**WRITTEN TASK:**
Output exactly the lines from the line with "the woman's face." through the end of the records below. Include nothing else.
## START RECORDS FOR THE EXERCISE
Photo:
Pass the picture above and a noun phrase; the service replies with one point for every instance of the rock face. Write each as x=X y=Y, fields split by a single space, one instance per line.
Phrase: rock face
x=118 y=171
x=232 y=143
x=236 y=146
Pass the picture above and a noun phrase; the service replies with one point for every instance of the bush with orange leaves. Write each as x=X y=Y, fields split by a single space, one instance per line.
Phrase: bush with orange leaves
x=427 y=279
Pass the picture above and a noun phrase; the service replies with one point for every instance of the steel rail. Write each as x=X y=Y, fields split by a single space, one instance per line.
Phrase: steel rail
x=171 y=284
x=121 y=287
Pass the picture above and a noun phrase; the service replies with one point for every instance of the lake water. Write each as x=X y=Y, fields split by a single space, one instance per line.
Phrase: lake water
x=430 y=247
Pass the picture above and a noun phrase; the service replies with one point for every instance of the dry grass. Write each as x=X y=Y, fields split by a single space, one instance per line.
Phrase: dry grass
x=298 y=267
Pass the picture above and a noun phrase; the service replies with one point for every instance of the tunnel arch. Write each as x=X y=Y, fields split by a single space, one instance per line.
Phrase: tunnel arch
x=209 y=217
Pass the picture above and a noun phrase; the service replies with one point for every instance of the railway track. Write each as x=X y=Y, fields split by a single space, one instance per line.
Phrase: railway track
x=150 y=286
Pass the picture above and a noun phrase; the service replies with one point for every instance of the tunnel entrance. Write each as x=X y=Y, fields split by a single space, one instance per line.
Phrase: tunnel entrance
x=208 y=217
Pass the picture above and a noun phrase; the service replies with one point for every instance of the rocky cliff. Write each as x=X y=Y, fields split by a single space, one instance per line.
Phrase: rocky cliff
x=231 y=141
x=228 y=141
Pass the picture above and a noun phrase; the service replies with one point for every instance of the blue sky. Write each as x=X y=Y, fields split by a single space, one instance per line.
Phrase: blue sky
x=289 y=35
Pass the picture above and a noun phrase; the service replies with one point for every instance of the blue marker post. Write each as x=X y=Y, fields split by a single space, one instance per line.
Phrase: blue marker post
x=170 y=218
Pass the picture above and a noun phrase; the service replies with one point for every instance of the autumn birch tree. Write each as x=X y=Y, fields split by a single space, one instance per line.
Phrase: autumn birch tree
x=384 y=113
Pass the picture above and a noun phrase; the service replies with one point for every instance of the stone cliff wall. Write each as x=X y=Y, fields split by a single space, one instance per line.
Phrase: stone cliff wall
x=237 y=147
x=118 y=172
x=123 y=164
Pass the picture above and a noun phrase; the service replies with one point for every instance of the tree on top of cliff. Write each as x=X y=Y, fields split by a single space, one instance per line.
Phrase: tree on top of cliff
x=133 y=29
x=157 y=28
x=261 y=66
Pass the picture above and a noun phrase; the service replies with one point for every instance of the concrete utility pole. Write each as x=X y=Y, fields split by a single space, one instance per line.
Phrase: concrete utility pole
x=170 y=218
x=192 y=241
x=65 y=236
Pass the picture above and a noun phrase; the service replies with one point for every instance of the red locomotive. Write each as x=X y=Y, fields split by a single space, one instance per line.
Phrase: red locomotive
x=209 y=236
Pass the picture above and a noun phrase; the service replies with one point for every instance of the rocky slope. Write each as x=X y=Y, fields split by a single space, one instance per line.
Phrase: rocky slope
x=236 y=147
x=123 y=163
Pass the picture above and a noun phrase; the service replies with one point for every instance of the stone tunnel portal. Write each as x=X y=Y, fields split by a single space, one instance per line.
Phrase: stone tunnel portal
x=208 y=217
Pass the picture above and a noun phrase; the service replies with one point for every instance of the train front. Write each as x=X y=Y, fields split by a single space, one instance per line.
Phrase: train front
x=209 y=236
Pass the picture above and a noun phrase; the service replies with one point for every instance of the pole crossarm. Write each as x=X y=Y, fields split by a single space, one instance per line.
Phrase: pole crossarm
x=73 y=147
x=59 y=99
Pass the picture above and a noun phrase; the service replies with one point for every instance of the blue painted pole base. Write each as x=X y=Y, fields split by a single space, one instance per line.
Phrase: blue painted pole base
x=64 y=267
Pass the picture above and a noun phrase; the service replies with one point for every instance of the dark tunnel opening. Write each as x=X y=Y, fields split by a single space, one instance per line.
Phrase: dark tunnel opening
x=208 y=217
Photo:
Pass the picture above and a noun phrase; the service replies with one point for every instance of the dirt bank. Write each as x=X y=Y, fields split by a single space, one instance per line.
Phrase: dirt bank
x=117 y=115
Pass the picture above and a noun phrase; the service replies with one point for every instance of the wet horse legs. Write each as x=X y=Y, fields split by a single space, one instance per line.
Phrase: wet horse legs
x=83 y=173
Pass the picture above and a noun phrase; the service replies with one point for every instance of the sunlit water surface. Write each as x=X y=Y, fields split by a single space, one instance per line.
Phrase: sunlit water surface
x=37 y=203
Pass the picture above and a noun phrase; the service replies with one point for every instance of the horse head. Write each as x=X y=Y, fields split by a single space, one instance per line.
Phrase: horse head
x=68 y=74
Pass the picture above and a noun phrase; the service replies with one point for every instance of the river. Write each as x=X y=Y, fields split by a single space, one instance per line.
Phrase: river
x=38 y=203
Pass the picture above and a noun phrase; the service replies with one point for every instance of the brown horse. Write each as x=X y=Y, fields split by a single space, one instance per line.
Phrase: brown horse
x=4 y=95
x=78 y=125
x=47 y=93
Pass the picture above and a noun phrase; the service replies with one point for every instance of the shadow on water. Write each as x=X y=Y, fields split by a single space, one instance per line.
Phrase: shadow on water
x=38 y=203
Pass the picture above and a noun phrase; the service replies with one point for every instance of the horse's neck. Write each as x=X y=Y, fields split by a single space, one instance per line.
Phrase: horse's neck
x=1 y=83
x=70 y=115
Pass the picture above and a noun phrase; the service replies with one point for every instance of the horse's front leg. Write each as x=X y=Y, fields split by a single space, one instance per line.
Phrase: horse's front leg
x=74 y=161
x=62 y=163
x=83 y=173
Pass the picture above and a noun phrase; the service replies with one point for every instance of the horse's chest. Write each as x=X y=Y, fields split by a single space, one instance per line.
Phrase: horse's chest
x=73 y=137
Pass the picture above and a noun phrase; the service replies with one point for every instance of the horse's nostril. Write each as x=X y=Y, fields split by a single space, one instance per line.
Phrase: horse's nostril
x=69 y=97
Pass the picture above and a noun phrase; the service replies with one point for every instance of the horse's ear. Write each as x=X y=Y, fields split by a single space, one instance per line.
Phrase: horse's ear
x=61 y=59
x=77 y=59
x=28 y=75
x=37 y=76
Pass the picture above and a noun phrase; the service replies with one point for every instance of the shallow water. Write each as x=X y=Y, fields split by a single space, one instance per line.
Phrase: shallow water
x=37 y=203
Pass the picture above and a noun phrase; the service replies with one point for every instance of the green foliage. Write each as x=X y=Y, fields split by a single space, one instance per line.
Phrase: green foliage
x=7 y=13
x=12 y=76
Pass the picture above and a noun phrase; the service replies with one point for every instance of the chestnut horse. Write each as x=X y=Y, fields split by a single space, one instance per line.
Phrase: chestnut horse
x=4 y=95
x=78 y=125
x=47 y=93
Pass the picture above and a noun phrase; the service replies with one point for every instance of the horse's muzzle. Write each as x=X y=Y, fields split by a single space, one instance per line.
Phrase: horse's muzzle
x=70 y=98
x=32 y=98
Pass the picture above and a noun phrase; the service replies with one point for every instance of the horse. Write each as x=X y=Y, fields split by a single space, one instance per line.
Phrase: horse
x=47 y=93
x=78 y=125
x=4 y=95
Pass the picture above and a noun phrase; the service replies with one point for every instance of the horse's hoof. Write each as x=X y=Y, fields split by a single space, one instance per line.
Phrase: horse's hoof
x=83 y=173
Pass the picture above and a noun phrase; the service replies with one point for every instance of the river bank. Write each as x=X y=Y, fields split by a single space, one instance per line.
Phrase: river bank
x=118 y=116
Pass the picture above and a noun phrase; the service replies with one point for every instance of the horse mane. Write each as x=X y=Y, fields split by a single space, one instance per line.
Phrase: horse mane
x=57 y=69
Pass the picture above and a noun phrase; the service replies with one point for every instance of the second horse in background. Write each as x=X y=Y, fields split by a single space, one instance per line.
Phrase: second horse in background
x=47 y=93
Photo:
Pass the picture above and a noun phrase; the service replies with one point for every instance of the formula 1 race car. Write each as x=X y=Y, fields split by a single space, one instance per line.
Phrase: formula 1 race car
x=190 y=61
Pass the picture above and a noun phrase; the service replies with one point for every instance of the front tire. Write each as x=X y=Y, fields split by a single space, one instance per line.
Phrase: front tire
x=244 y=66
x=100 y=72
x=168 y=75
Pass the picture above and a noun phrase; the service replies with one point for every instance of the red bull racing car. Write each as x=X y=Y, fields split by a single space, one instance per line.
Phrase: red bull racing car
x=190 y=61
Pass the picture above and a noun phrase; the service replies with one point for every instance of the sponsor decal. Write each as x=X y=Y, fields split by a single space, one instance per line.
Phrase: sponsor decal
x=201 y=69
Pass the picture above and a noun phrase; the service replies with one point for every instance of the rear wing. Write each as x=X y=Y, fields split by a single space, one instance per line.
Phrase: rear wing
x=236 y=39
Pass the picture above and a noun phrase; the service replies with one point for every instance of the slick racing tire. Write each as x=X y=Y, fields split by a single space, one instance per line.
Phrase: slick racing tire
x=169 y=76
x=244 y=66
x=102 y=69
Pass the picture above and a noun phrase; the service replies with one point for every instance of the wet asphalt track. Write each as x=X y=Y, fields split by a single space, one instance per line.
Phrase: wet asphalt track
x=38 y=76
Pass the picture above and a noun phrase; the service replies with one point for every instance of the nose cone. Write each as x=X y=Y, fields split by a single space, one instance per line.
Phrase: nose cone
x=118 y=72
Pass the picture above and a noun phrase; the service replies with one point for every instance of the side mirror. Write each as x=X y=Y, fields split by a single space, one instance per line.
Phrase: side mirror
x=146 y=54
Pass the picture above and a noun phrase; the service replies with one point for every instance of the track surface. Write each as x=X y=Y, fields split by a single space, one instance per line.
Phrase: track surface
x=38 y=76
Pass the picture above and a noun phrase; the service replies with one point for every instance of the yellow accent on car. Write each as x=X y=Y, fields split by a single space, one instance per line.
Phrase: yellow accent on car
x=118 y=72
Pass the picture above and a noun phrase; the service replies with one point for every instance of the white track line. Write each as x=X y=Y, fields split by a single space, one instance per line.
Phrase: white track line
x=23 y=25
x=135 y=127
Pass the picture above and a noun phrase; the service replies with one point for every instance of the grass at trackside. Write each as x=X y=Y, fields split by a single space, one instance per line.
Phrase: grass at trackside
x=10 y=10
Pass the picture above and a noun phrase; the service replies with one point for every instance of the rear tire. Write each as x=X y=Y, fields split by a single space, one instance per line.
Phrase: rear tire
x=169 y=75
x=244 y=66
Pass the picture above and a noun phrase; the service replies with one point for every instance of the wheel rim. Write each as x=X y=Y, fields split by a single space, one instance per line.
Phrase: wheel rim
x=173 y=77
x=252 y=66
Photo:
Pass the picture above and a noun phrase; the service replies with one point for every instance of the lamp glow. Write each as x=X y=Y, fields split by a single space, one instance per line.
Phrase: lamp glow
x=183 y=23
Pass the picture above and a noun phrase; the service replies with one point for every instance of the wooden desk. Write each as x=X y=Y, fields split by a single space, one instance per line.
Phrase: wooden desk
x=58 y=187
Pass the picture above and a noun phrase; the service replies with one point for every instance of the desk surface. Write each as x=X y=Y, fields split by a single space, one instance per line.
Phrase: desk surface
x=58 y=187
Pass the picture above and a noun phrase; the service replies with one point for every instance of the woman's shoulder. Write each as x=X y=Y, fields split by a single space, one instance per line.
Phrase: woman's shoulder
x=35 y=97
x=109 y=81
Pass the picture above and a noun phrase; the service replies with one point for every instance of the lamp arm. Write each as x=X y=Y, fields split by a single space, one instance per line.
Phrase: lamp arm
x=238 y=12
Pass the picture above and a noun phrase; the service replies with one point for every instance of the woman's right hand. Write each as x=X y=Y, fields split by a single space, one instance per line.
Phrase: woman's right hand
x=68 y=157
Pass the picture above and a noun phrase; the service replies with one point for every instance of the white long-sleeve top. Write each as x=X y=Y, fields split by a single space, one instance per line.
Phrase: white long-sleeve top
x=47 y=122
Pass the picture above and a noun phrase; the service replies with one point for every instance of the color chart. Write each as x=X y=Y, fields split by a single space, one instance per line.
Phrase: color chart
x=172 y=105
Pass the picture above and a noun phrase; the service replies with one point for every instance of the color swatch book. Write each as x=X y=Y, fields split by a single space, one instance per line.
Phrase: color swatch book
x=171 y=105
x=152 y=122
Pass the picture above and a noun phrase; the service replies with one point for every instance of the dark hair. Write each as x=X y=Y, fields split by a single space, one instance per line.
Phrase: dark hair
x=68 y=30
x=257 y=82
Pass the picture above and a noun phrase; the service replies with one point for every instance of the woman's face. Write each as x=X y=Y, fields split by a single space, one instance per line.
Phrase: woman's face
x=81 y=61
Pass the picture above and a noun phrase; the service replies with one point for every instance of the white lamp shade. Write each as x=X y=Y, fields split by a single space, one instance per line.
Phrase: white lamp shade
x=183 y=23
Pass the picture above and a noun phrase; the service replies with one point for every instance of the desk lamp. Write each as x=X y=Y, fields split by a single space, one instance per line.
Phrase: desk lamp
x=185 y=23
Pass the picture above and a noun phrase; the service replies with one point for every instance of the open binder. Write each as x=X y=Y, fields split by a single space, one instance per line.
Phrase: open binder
## END RECORDS FOR THE EXERCISE
**RESPONSE TO THIS TASK:**
Pass the picture above and a noun phrase; the service replies with one point for every instance of the woman's face. Write each as x=X y=Y, fields split by a single space, one instance per line.
Phrase: woman's face
x=81 y=61
Pass the picture above and a noun phrase; the service replies with one point for every instance of the white lamp shade. Write each as x=X y=Y, fields split by a single space, one instance per line.
Phrase: white lamp shade
x=183 y=23
Pass the picture above and a noun phrase; the service replies with one point for every instance of the desk lamp. Write each as x=X y=Y, fields split by a single space, one instance per line.
Phrase: desk lamp
x=185 y=23
Pass the picture above and a noun phrase; the service replies with one point for every instance of the open binder. Write each as x=X y=Y, fields split by a single space, one instance per line.
Phrase: open binder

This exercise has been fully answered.